(Saved data entries)
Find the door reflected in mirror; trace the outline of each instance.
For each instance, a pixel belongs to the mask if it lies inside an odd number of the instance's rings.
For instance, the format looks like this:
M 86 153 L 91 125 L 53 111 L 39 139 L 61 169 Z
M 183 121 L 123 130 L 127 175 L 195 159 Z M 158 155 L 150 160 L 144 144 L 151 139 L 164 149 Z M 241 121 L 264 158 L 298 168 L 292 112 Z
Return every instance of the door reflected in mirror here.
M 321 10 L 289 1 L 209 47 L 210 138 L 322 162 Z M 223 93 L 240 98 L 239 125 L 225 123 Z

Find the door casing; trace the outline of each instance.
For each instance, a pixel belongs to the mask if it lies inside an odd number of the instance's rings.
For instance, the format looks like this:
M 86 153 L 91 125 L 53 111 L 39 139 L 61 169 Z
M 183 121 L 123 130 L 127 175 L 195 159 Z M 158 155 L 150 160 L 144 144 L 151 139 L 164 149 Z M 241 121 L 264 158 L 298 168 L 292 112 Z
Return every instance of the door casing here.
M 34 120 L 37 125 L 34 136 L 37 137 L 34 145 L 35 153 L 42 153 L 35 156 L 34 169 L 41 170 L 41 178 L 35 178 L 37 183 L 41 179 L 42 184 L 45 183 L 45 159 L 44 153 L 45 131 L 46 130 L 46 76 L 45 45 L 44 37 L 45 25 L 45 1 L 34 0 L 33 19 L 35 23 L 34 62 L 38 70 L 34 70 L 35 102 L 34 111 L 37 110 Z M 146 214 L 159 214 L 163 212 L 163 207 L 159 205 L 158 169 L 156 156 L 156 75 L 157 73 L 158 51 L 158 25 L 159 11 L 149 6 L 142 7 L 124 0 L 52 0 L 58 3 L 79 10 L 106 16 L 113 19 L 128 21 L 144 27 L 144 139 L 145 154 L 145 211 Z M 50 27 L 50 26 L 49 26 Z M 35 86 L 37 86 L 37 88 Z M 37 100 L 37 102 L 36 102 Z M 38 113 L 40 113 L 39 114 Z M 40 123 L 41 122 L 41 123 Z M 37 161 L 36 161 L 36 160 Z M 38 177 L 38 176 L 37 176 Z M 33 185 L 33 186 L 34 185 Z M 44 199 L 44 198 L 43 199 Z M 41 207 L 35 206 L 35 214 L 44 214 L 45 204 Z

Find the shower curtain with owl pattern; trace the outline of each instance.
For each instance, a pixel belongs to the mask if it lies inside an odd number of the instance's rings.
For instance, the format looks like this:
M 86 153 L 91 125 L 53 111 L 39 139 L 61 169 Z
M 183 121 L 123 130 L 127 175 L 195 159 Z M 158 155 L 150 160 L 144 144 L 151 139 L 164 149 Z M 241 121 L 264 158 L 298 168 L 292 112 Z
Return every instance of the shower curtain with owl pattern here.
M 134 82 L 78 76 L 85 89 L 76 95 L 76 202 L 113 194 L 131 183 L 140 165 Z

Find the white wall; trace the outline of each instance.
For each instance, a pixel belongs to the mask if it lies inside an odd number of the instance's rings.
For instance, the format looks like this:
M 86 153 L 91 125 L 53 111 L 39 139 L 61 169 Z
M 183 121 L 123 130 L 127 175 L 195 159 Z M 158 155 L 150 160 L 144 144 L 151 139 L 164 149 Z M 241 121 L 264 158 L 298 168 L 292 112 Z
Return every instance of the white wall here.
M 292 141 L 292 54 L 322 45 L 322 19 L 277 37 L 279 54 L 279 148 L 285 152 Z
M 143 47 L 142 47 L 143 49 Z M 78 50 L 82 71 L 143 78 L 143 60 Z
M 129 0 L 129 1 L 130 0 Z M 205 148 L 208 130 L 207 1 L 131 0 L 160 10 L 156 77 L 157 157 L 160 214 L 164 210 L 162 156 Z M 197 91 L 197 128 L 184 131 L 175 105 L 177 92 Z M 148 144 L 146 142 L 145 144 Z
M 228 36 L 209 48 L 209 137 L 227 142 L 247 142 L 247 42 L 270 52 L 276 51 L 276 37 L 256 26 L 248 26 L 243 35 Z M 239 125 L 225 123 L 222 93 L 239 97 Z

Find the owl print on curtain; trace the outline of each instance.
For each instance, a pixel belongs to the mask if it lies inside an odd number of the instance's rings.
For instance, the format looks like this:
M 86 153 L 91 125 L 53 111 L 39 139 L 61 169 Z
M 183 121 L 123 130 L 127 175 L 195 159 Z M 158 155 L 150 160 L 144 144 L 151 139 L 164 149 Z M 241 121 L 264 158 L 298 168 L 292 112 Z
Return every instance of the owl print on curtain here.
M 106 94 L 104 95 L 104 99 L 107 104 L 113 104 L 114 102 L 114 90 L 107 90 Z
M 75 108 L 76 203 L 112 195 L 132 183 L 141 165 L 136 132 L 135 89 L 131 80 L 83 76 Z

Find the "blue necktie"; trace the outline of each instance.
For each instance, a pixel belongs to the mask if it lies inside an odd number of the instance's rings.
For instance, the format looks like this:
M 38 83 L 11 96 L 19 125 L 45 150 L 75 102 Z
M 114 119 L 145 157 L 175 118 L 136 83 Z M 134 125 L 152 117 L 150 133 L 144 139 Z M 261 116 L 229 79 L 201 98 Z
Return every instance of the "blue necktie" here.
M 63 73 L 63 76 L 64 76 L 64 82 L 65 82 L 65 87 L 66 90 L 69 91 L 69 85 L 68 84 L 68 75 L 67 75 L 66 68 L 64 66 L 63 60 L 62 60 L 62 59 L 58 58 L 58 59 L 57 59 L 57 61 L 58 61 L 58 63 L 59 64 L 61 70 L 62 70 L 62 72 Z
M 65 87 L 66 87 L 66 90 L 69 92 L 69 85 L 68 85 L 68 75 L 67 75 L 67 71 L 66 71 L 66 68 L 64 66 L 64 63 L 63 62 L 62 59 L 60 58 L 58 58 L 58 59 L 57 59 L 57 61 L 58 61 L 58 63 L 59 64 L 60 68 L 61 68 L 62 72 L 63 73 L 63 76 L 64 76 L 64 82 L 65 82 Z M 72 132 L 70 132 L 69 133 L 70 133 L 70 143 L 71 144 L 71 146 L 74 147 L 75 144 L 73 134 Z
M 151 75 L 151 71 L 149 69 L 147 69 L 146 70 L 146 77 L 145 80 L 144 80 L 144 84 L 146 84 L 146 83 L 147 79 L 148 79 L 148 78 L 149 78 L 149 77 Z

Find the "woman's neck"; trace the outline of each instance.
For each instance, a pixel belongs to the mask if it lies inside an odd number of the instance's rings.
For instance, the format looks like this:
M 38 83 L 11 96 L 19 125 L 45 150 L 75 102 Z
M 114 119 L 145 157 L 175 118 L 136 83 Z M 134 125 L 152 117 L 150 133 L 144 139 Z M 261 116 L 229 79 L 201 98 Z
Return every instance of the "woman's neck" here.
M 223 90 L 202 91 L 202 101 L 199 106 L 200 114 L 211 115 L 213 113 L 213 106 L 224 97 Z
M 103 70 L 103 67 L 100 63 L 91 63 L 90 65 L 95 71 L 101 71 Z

Written request = Turn every line of the rows above into a numbered list, omitting the blank lines.

Completed exercise =
1. Find the door reflected in mirror; trace the outline of each instance.
2. For each instance, a pixel belongs to the mask if it lies inside an odd number of the instance's rings.
3. For instance, the format looks like this:
4. M 86 153 L 91 125 L 53 111 L 39 139 L 61 169 Z
5. M 183 121 L 123 130 L 127 175 L 195 159 Z M 158 155 L 150 160 L 144 144 L 151 139 L 164 149 Z M 241 121 L 264 158 L 298 168 L 292 112 Z
6. Return every instance of the door reflected in mirror here.
7. M 321 10 L 289 1 L 209 47 L 210 138 L 322 162 Z M 223 93 L 240 98 L 239 125 L 225 123 Z
8. Find the door casing; trace the outline of each instance.
9. For each instance, a pixel belongs to the mask if it lies inside an odd number of the instance's rings.
10. For instance, the format looks like this:
11. M 86 153 L 91 125 L 53 111 L 39 139 L 61 169 Z
12. M 183 121 L 123 130 L 127 175 L 195 159 Z M 158 155 L 150 160 L 144 144 L 151 139 L 164 149 Z M 241 121 L 264 158 L 298 168 L 292 112 Z
13. Return every instance of the door casing here.
14. M 34 120 L 37 125 L 34 136 L 37 137 L 34 145 L 35 153 L 42 153 L 35 156 L 34 169 L 41 170 L 41 178 L 35 178 L 37 183 L 41 179 L 42 184 L 45 183 L 45 159 L 44 153 L 45 131 L 46 130 L 46 76 L 45 45 L 44 37 L 45 25 L 45 1 L 34 0 L 33 19 L 35 23 L 34 62 L 38 70 L 34 70 L 35 102 L 34 111 L 37 110 Z M 146 214 L 159 214 L 163 212 L 163 207 L 159 205 L 158 169 L 156 156 L 156 75 L 157 73 L 158 51 L 158 25 L 159 11 L 149 6 L 142 7 L 124 0 L 52 0 L 58 3 L 79 10 L 106 16 L 113 19 L 128 21 L 144 27 L 144 139 L 145 154 L 145 211 Z M 50 27 L 50 26 L 49 26 Z M 35 86 L 37 86 L 37 88 Z M 37 100 L 37 102 L 36 102 Z M 38 113 L 40 113 L 39 114 Z M 40 123 L 41 122 L 41 123 Z M 37 161 L 36 161 L 36 160 Z M 38 177 L 38 176 L 37 176 Z M 33 185 L 33 186 L 34 185 Z M 44 199 L 44 198 L 43 199 Z M 41 207 L 35 206 L 35 214 L 44 214 L 45 204 Z
15. Find the shower curtain with owl pattern; trace the outline of each instance.
16. For each instance, a pixel belongs to the mask if it lies inside an odd number of the instance's rings.
17. For instance, the format looks like this:
18. M 86 153 L 91 125 L 53 111 L 39 139 L 61 169 Z
19. M 183 121 L 123 130 L 127 175 L 195 159 Z M 158 155 L 150 160 L 144 144 L 151 139 L 164 149 Z M 241 121 L 264 158 L 298 168 L 292 112 Z
20. Return every instance of the shower curtain with owl pattern here.
21. M 134 82 L 78 76 L 85 89 L 76 95 L 76 202 L 113 194 L 131 183 L 140 165 Z
22. Find the white wall; trace the outline of each instance.
23. For each instance, a pixel belongs to the mask if it lies inside an odd number of the instance's rings.
24. For instance, the format looks like this:
25. M 86 153 L 91 125 L 53 111 L 39 139 L 61 169 Z
26. M 183 121 L 123 130 L 127 175 L 195 159 Z M 158 155 L 150 160 L 144 144 L 151 139 L 164 149 Z M 241 121 L 264 158 L 298 168 L 292 112 Z
27. Return every instance of the white wall here.
28. M 292 141 L 292 54 L 322 45 L 322 19 L 277 37 L 279 54 L 279 148 L 285 152 Z
29. M 143 47 L 142 47 L 143 49 Z M 78 50 L 82 71 L 143 78 L 143 60 Z
30. M 129 0 L 129 1 L 130 0 Z M 205 148 L 208 130 L 207 1 L 131 0 L 160 10 L 156 77 L 157 157 L 160 214 L 164 210 L 162 156 Z M 197 91 L 197 128 L 184 131 L 175 105 L 177 92 Z M 148 144 L 146 142 L 145 144 Z
31. M 228 36 L 209 48 L 209 137 L 227 142 L 247 142 L 247 42 L 270 52 L 276 51 L 276 37 L 256 26 L 248 26 L 243 35 Z M 239 125 L 225 123 L 222 93 L 239 97 Z
32. Find the owl print on curtain; trace the outline of each instance.
33. For each instance, a pixel belongs to the mask if it lies inside an odd number of the instance's rings.
34. For instance, the format looks like this:
35. M 86 153 L 91 125 L 53 111 L 39 139 L 61 169 Z
36. M 183 121 L 123 130 L 127 175 L 195 159 Z M 158 155 L 150 160 L 144 144 L 151 139 L 164 149 Z M 241 121 L 264 158 L 298 168 L 292 112 Z
37. Return every instance of the owl print on curtain here.
38. M 106 94 L 104 95 L 104 99 L 107 104 L 113 104 L 114 102 L 114 90 L 107 90 Z
39. M 75 108 L 76 203 L 112 195 L 132 183 L 141 165 L 136 132 L 135 89 L 131 80 L 83 76 Z
40. Find the "blue necktie"; trace the outline of each instance.
41. For each instance, a pixel belongs to the mask if it lies inside an odd number of the instance's rings.
42. For instance, the format looks like this:
43. M 38 83 L 11 96 L 19 125 L 45 150 L 75 102 Z
44. M 114 119 L 145 157 L 175 118 L 136 83 Z M 134 125 L 152 117 L 150 133 L 144 139 Z M 261 116 L 229 79 L 201 98 Z
45. Return every instance of the "blue necktie" here.
46. M 63 73 L 63 76 L 64 76 L 64 82 L 65 82 L 65 87 L 66 90 L 69 91 L 69 85 L 68 84 L 68 75 L 67 75 L 66 68 L 64 66 L 63 60 L 62 60 L 62 59 L 58 58 L 58 59 L 57 59 L 57 61 L 58 61 L 58 63 L 59 64 L 61 70 L 62 70 L 62 72 Z
47. M 65 87 L 66 87 L 66 90 L 69 92 L 69 85 L 68 85 L 68 75 L 67 75 L 67 71 L 66 71 L 66 68 L 64 66 L 64 63 L 63 62 L 62 59 L 60 58 L 58 58 L 58 59 L 57 59 L 57 61 L 58 61 L 58 63 L 59 64 L 60 68 L 61 68 L 62 72 L 63 73 L 63 76 L 64 76 L 64 82 L 65 82 Z M 72 132 L 70 132 L 69 133 L 70 133 L 70 143 L 71 144 L 71 146 L 74 147 L 75 144 L 73 134 Z
48. M 151 75 L 151 71 L 149 69 L 147 69 L 146 70 L 146 77 L 145 80 L 144 80 L 144 84 L 146 84 L 146 83 L 147 79 L 148 79 L 148 78 L 149 78 L 149 77 Z
49. Find the "woman's neck"; trace the outline of each instance.
50. For each instance, a pixel belongs to the mask if it lies inside an odd number of the instance's rings.
51. For instance, the format looks like this:
52. M 38 83 L 11 96 L 19 125 L 45 150 L 75 102 Z
53. M 114 119 L 145 157 L 175 118 L 136 83 Z M 134 125 L 152 117 L 150 133 L 144 139 Z M 261 116 L 229 79 L 201 98 Z
54. Return every instance of the "woman's neck" here.
55. M 223 90 L 202 91 L 202 101 L 199 106 L 200 114 L 211 115 L 213 113 L 213 106 L 224 97 Z
56. M 103 70 L 103 67 L 100 63 L 91 63 L 90 65 L 95 71 L 101 71 Z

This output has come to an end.